The widowed mourner "gives her mortal interest up; and makes her God her all.”

Young woman, whatever thy condition may be; whether thou art in thy father's house, or married to an husband; at home, or in a strange land; in socie ty, or solitude; followed or neglected; be this thy monitor, this thy guide, this thy refuge-"The love of God shed abroad in thy heart;""the fear of God which is the beginning of wisdom;" "the peace of God which passeth all understanding." However easy, gentle, flexible, complying, in other respects, where your religious principle, where the testimony of a good conscience, where your duty to your Creator are concerned, be firm and resolute, "be steadfast and unmoveable, always abounding in the work of the Lord." Thus shall youth be guarded, and beauty adorned; thus shall society be sweetened, and solitude cheered; thus shall prosperty be sanctified, and adversity soothed; thus shall life, even to old age and decay, be rendered useful and respectable; and thus shall death and the grave be stripped of all that is terrible in them.

HISTORY OF RUTH;

LECTURE IX.

So they went until they came to Beth-lehem. And it came to pass, when they were come to Beth-lehem, that all the city was moved about them, and they said, Is this Naomi? And she said unto them, Call me not Naomi, call me Mara: for the Almighty hath dealt very bitterly with me. I went out full, and the Lord hath brought me home again empty: why then call ye me Naomi, seeing the Lord hath testified against me, and the Almighty hath afflicted me? So Naomi returned, and Ruth the Moabitess her daughter-in-law with her, which returned out of the country of Moab. And they came to Bethlehem in the beginning of barley-harvest.-RUTH i. 19—22.

Goal of the exercise
Please give the passage on Ruth again from "HISTORY OF RUTH;" up to and including "barley-harvest.-RUTH i. 19—22.", switching "barley-harvest" to "wheat-harvest".

(Natural language descriptions of regions)
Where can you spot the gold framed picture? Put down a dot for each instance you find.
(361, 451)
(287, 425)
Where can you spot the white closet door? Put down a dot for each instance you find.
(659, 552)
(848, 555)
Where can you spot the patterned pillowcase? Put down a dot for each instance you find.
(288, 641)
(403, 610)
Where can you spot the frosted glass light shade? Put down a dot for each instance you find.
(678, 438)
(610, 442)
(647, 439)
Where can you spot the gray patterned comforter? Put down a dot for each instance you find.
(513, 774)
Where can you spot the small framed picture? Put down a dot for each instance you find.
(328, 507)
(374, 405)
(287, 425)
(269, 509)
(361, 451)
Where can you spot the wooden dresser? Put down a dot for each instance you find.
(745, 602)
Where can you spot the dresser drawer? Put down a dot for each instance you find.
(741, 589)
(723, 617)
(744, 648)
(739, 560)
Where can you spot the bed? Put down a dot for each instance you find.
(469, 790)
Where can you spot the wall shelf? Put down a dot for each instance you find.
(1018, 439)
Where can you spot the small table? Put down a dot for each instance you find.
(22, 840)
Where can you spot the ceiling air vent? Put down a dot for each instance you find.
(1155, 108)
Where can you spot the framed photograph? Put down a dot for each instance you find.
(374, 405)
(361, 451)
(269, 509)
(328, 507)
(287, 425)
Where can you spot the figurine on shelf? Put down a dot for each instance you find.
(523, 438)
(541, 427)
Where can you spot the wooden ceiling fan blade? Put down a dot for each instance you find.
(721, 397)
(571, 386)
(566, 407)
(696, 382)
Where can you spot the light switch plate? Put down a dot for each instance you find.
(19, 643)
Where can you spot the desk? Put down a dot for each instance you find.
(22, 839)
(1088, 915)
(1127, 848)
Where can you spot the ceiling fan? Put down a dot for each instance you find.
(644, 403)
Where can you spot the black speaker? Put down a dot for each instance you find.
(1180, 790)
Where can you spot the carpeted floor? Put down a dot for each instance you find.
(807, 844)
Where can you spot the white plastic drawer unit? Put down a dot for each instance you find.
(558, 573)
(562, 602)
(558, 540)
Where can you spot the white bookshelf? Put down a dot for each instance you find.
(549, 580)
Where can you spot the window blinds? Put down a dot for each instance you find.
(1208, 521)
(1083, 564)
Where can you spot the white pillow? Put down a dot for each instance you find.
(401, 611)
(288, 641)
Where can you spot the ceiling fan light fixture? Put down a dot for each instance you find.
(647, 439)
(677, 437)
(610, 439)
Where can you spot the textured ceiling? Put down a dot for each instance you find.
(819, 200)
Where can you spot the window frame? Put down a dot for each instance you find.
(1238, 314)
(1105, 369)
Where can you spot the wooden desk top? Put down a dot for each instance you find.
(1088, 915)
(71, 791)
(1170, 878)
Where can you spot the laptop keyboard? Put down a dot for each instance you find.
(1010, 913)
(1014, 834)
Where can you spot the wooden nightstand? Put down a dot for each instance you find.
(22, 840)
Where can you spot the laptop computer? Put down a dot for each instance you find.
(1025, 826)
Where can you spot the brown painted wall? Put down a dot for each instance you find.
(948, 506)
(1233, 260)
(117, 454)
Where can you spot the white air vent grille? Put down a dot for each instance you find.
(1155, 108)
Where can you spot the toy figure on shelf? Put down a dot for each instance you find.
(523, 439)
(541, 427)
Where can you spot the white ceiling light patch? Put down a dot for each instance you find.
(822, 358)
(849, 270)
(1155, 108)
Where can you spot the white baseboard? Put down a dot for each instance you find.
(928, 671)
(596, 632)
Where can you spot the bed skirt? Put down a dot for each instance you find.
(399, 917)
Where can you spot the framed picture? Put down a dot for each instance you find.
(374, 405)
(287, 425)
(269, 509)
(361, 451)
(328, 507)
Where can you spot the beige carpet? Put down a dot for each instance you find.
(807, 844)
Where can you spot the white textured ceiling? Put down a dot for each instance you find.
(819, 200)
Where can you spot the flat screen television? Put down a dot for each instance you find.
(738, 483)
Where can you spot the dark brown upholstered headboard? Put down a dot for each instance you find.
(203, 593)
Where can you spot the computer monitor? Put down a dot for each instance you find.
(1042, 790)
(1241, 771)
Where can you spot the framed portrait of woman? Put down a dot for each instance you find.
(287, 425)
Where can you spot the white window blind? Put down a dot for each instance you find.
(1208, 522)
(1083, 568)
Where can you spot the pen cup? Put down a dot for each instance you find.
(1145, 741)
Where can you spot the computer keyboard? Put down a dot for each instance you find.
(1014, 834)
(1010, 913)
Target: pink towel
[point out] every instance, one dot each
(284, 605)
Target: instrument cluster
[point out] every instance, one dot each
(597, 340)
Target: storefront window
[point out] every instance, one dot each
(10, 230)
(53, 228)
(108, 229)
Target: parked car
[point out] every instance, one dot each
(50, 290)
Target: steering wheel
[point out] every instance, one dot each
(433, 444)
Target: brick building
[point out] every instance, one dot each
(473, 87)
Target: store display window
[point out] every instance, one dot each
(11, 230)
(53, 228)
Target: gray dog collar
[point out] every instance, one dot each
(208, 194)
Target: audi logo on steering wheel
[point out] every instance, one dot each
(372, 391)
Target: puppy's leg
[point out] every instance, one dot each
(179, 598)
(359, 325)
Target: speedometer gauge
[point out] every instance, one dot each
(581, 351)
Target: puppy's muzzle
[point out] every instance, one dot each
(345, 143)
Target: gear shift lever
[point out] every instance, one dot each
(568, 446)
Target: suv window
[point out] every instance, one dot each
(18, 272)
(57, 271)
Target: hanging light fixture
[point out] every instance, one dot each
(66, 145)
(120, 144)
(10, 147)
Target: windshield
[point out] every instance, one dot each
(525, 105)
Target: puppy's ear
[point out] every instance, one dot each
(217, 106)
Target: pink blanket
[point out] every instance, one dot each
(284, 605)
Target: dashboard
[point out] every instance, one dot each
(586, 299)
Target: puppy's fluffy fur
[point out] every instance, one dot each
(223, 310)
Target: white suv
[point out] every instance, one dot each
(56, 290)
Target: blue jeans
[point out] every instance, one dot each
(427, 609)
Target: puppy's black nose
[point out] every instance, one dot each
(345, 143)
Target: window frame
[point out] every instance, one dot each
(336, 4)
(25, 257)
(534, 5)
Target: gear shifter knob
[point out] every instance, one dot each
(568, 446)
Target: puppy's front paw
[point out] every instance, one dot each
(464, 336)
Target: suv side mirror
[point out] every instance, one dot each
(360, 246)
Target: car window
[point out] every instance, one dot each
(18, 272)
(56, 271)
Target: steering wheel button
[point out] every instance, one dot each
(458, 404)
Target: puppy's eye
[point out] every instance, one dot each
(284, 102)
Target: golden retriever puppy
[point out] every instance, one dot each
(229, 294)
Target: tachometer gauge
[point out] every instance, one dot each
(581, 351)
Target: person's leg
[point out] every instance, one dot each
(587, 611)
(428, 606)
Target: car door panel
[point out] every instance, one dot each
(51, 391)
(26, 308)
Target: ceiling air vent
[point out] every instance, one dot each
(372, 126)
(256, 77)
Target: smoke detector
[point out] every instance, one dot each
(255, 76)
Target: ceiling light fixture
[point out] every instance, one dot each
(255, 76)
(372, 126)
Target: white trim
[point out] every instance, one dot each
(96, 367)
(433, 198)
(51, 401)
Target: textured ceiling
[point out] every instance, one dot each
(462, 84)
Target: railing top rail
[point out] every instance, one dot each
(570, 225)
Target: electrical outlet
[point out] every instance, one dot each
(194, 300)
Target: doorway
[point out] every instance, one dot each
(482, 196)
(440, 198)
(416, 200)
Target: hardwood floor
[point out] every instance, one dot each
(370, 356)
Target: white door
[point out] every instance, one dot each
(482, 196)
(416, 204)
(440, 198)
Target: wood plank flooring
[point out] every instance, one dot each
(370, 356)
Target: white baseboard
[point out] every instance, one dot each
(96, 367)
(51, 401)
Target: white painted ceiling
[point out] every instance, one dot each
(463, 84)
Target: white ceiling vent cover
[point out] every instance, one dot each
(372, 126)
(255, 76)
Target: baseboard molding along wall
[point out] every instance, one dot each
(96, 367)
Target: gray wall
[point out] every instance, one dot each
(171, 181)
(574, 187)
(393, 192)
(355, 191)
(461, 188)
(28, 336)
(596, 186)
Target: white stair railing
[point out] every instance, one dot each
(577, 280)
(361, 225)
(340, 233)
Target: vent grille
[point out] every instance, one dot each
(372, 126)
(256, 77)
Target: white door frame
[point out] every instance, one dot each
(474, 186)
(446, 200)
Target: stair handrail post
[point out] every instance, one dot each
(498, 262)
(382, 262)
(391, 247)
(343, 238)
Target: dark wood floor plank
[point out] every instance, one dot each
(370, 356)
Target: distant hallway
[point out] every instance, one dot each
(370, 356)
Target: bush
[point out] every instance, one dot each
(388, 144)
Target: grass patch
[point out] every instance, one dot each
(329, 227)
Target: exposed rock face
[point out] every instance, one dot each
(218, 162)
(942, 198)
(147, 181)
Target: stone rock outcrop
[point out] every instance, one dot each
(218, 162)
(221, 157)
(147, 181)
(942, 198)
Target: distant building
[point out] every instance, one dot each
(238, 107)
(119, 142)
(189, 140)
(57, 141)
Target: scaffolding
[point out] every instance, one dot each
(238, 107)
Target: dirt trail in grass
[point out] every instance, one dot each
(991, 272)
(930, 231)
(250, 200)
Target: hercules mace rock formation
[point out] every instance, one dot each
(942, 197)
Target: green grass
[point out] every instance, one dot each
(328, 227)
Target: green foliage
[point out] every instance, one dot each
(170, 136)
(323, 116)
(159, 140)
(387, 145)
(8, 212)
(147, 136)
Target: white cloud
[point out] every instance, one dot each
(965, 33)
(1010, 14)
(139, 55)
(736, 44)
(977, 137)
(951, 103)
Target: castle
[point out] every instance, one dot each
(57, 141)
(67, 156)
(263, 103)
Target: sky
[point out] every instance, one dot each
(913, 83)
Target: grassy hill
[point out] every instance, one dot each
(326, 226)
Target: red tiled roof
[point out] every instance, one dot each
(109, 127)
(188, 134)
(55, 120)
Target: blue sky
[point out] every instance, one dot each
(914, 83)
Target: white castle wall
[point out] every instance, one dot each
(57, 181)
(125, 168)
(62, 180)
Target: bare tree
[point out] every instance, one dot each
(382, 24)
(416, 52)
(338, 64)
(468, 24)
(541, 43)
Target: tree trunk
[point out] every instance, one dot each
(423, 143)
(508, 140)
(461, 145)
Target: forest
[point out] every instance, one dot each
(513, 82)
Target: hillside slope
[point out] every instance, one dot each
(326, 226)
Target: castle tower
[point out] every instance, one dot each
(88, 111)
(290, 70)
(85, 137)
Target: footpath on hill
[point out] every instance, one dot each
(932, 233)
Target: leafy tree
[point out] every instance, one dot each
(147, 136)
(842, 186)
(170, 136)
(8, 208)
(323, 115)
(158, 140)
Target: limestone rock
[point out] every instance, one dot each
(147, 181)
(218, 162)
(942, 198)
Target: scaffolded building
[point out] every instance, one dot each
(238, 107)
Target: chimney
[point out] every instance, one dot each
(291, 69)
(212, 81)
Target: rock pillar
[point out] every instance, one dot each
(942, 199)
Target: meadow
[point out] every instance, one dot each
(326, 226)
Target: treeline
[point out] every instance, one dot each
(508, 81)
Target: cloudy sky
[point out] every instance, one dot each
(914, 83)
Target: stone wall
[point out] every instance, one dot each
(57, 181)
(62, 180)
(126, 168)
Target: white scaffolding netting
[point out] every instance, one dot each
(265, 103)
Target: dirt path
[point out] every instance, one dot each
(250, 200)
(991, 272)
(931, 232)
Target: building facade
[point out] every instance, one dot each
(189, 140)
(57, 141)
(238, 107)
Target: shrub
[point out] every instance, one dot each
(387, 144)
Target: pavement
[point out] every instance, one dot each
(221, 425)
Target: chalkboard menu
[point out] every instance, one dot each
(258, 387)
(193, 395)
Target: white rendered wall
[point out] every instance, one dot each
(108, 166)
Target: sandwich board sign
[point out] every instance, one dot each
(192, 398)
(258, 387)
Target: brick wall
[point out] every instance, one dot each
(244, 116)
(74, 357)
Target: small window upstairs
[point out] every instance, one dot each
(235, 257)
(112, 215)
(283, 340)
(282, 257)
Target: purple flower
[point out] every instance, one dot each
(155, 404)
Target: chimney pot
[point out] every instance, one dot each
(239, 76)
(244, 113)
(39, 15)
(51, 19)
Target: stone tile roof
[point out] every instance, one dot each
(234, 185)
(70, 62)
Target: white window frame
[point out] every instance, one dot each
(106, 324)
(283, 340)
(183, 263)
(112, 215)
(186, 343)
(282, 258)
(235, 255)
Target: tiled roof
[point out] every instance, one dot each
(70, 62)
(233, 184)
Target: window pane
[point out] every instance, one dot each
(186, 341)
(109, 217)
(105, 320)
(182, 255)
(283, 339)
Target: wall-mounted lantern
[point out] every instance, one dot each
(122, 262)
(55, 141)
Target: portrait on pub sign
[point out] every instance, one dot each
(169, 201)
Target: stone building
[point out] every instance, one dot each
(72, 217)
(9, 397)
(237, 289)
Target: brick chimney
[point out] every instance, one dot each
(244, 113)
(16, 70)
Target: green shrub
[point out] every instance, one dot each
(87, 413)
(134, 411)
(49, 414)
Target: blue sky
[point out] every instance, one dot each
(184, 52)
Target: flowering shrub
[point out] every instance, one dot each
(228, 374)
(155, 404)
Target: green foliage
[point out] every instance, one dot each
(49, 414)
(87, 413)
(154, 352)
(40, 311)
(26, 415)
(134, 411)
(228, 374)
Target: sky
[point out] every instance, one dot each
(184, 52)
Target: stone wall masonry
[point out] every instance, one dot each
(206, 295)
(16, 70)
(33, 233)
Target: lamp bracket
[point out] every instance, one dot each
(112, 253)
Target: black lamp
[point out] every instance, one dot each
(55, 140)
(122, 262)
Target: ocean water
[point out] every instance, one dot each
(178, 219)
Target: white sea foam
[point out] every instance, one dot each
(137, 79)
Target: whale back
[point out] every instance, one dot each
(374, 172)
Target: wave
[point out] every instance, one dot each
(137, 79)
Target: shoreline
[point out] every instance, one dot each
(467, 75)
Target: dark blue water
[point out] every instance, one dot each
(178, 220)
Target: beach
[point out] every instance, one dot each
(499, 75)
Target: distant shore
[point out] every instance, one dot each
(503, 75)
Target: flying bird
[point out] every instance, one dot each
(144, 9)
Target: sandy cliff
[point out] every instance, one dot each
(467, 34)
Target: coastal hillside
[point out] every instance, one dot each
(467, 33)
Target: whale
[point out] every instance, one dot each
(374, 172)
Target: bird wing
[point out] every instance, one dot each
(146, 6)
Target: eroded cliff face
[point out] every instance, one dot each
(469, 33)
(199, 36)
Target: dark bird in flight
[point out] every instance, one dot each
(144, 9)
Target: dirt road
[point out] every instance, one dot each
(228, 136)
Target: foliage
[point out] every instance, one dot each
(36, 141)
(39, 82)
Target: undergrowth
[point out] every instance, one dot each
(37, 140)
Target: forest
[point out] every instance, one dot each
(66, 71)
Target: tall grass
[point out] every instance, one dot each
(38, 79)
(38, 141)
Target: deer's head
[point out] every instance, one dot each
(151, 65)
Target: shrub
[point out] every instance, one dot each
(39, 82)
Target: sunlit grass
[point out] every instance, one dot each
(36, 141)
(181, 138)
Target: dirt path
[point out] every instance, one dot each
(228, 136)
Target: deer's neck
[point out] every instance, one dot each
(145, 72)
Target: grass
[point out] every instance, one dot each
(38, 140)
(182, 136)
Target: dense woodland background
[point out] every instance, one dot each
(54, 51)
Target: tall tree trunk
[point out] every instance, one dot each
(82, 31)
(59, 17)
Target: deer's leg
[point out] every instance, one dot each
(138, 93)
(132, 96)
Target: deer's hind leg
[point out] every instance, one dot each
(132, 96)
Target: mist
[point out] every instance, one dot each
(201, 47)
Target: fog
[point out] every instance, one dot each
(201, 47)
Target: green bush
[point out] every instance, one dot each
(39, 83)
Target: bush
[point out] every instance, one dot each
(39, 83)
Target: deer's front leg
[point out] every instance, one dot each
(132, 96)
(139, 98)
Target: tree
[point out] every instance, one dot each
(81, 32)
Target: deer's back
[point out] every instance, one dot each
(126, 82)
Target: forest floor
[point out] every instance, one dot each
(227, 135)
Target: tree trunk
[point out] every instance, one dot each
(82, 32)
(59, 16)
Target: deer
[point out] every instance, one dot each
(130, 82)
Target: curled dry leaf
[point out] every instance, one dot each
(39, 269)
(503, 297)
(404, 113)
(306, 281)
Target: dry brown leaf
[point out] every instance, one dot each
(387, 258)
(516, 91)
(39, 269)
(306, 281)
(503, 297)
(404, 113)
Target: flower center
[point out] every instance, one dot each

Solution to this task
HISTORY OF RUTH;

LECTURE IX.

So they went until they came to Beth-lehem. And it came to pass, when they were come to Beth-lehem, that all the city was moved about them, and they said, Is this Naomi? And she said unto them, Call me not Naomi, call me Mara: for the Almighty hath dealt very bitterly with me. I went out full, and the Lord hath brought me home again empty: why then call ye me Naomi, seeing the Lord hath testified against me, and the Almighty hath afflicted me? So Naomi returned, and Ruth the Moabitess her daughter-in-law with her, which returned out of the country of Moab. And they came to Bethlehem in the beginning of wheat-harvest.-RUTH i. 19—22.